Is there anything you guys can tell me to get this under control to a managable situation?  Ive got an extra bag of wood and charcoal to keep trying with.  But i feel like im getting no where.  I would add a piece of steel to even out temps but local steel yards are closed.  Anything guys???

Thanks all in advance! 

PS, i can deal with un-even to an extent, i can force the meat to one side to get this done, but maintaining that temp is killing me!

thanks!

Kyle


----------



## thsmormonsmokes (Aug 16, 2013)

Here are my thoughts, in no particular order.

1. A water pan is a phenomenal temperature regulator.  I'm also a CGSP owner.  It does wonders in helping to even out smoking temps.

2. Minion method.  That helps keep temps relatively steady for long chunks of time.  But you need a basket of some sort to do this, and you might not be able to do that on this smoke.

3. You're going to need to check on it every 1.5 hours in any event.  If you're looking for set it and forget it type of temp consistency, an offset is not what you're looking for.  At least not that offset.  You have to keep a close eye on them and learn how they run.

4. This is the most helpful thread on this site for a CGSP.  There's about 6 years worth of input on modding the CGSP: http://www.smokingmeatforums.com/t/58778/char-griller-smokin-pro-with-firebox-mods

5. Don't rely on the thermo that comes with the smoker.  It is totally inaccurate and totally unreliable.  

6. If you're adding a lot of apple wood chunks, it's going to burn hot, especially when the wood is in flames.  It mellows out as it shifts to low flame/coal.  It's possible you're giving it too much of that type of fuel.  Wood burns different than coal, particularly briquettes.  Fruit woods burn really hot.

7. How hot is it running on you?  I've run mine as hot as 270 during a smoke after re-stoking the fire, and that's not a problem for pulled pork.  Pork butts are very forgiving over temperature fluctuations.  If it was a brisket, that would be a different story.

8. Foil around the cooking chamber as well.  You're going to lose a lot more cooking heat there than you will around the SFB.

9. If you're really worried about uneven temps across the grate, rotate the roast halfway through your smoke.

It's a tough smoker to keep running even.  Tuning plates help a lot.  But on my last smoke, it took several hours before it started running even across the grates.  Some people report better results than I've gotten, but that's the best I've been able to do.  I've entertained the idea of modding mine to run reverse flow, but I'm not quite that motivated at this point.

Just keep an eye on your meat's internal temps.  As long as you get your IT to about 195, your finished product will be fine.  200-205 pulls even better, but it will pull nicely at 195.  Or poke it with a kabob skewer to test.  When it's ready to be pulled, it will feel like pushing it through room temperature butter.


----------



## thsmormonsmokes (Aug 16, 2013)

And post pics of what you're working with.  You'll get better feedback if people can see what it's looking like.  You know, 1,000 words or something.


----------



## jax04 (Aug 16, 2013)

Thanks man!  Much appreciated!

I was getting up to the 250s at some points and trying to dial it back.  I was keeping my Vents open only about 1/4" or so and that doing ok.  It did flame up but would not stay going for the 1.5 hours you are talking about.

#### Given exercise 1
Count the lines in the listing that contain the string "gold", and reply with that number alone.

#### Recorded information
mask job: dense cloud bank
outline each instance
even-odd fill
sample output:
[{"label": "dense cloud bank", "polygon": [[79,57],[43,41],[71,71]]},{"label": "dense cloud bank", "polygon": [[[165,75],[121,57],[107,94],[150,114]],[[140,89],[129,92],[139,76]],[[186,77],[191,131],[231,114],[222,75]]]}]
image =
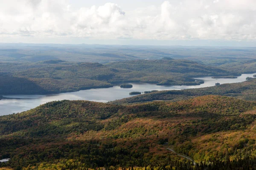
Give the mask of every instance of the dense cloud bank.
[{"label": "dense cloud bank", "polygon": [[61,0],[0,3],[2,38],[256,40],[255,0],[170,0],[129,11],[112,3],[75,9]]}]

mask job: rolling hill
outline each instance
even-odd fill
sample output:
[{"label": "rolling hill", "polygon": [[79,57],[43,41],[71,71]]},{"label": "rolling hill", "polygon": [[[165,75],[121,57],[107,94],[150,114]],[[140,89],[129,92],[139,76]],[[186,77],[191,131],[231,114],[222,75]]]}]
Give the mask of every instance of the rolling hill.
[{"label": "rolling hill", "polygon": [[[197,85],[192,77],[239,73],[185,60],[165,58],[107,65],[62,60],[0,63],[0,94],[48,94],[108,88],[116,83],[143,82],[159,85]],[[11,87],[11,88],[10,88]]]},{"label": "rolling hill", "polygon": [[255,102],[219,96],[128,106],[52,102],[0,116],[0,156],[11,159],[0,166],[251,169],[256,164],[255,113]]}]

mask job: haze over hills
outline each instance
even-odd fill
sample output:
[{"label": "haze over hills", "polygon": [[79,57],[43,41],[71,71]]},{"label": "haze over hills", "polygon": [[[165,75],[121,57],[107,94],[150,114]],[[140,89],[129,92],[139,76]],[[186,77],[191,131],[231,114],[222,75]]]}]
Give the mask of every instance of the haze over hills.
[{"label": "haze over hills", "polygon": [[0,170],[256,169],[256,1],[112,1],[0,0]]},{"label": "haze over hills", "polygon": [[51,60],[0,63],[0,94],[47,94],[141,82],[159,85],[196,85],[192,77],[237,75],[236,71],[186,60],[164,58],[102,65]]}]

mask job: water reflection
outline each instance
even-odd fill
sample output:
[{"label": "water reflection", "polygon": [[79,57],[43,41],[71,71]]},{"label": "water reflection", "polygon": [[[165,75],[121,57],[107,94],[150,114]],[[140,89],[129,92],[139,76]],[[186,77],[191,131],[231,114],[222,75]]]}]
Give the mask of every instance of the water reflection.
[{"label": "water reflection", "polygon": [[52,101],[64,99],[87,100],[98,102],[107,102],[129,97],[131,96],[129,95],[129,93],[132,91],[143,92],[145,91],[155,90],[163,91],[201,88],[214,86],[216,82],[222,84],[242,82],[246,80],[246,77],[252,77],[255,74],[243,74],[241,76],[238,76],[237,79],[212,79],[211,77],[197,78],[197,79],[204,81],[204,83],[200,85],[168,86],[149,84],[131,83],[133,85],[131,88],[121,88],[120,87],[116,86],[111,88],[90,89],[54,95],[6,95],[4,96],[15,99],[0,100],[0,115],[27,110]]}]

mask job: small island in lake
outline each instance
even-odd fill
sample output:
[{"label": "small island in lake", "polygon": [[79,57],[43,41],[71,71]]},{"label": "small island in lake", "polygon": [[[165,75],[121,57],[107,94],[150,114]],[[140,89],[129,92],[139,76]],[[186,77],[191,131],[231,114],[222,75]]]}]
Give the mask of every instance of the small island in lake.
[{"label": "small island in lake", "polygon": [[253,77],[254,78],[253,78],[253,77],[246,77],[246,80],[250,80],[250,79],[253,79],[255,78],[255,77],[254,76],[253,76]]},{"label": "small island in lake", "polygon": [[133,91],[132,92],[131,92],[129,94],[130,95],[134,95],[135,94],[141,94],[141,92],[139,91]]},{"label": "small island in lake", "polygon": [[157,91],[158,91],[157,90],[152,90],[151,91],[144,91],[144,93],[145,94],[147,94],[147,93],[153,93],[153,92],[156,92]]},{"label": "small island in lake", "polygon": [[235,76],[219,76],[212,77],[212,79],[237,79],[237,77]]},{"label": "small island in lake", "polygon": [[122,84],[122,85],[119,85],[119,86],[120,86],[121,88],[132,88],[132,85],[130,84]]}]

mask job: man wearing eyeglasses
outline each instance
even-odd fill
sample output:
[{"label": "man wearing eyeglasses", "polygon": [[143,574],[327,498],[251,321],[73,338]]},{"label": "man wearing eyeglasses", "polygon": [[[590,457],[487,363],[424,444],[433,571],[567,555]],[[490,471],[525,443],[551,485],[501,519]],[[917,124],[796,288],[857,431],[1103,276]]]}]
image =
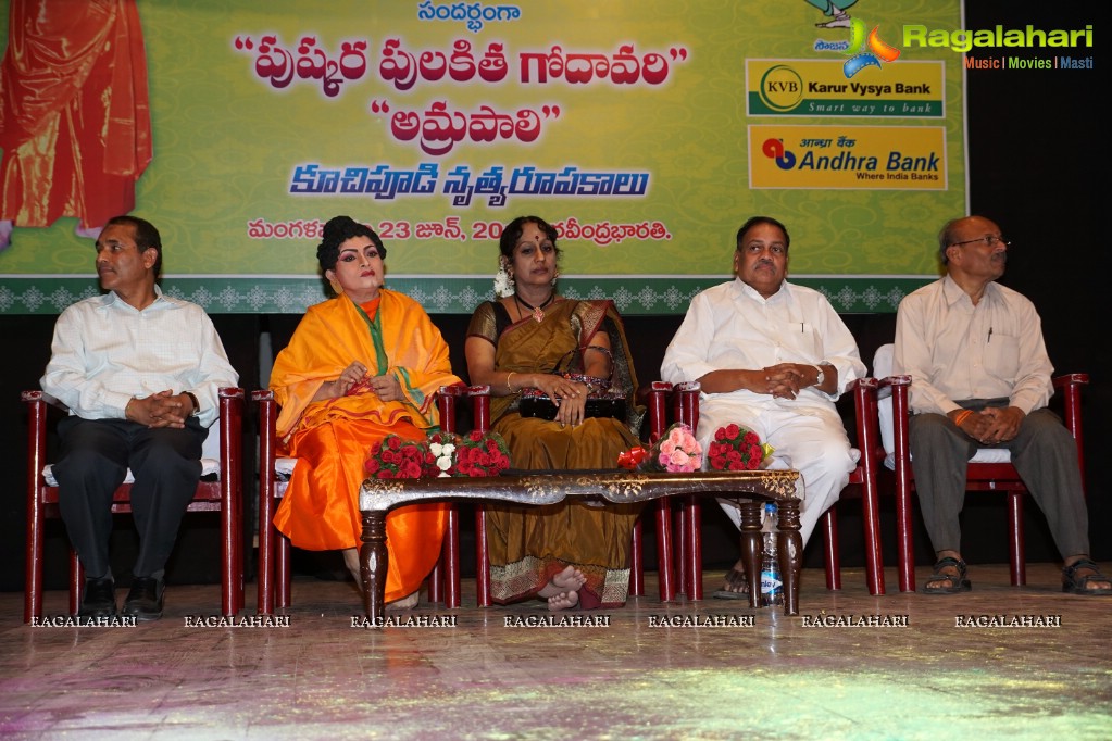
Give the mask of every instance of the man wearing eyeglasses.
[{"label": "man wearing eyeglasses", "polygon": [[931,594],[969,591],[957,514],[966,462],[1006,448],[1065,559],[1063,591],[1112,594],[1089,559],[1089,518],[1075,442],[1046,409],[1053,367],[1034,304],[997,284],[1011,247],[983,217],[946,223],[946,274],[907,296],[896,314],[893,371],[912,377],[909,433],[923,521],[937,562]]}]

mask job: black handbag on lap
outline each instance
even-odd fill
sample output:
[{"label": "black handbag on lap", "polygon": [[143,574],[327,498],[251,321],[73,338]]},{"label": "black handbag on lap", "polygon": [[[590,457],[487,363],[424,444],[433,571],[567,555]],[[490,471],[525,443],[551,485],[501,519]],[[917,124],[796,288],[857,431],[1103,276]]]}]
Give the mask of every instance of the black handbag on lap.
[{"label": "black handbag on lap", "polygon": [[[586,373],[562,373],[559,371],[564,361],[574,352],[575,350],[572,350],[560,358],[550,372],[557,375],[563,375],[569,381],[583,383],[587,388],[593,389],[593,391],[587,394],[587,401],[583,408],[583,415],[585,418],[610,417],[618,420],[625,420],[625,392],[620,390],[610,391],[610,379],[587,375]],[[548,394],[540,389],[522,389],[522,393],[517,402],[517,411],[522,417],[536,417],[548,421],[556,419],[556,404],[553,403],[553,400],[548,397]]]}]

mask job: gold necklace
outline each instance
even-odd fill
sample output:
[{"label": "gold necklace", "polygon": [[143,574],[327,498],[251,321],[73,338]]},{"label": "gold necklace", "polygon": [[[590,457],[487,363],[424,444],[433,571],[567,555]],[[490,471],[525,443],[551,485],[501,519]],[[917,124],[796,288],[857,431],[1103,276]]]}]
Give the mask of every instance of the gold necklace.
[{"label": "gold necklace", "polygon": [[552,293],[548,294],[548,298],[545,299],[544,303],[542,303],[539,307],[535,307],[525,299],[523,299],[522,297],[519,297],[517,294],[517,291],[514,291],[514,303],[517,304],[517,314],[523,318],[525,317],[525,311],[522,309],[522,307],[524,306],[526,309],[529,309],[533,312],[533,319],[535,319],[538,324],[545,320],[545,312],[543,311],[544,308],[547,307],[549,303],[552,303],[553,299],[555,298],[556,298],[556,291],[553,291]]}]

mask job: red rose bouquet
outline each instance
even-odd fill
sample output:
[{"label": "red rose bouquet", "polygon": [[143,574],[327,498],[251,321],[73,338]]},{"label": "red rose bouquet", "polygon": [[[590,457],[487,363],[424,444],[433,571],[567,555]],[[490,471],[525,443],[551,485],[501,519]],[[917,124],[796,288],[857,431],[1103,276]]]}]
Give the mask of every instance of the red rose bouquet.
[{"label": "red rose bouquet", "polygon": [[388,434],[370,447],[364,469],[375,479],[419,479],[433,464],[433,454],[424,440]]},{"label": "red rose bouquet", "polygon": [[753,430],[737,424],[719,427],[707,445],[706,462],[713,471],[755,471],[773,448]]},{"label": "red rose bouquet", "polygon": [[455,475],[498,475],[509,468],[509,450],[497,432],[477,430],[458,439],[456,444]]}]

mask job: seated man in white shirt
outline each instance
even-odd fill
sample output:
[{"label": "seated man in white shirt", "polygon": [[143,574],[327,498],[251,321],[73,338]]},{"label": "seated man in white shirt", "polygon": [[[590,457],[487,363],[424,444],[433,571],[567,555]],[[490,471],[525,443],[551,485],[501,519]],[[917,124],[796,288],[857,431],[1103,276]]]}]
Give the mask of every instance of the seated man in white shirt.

#### Given exercise 2
Continue the forum thread about keeping smoker temperatures steady, picking up after its last sentence.

#### Exercise answer 1
4

#### Exercise answer 2
If i want to use the apple wood, should i start the smoke on charcoal then just add wood to keep her going? 

I know i only need to smoke about half the cook time then wrap her up and cook right???

All the help is much appreciated man!

Ive got my water pan situated directly in front of the fire box opening and was thinking about moving it away.  Its a large pan from Kroger that i filled with distilled water.

Thanks!


----------



## thsmormonsmokes (Aug 16, 2013)

Here's an example of how I start my smokes.  Scroll down a few posts for pics.: http://www.smokingmeatforums.com/t/127304/2-chickens-and-25-lbs-of-pork-butt-q-view-to-follow

I like to get my smoke wood past the billowy white stage before the meat goes in.  So I start my fire with briquettes and my smoke wood.  It typically takes a while to heat everything up.  I'll often let it burn for close to an hour before the meat goes in.  I also often use larger chunks of smoke wood than I have pictured in that thread.

Depending on the shape of your water pan, it might double as a baffle to move hot air to the non-SFB side.  I'd save the distilled water for your car's radiator or the iron.  I just use tap water in my water pan. I don't know why you'd need distilled.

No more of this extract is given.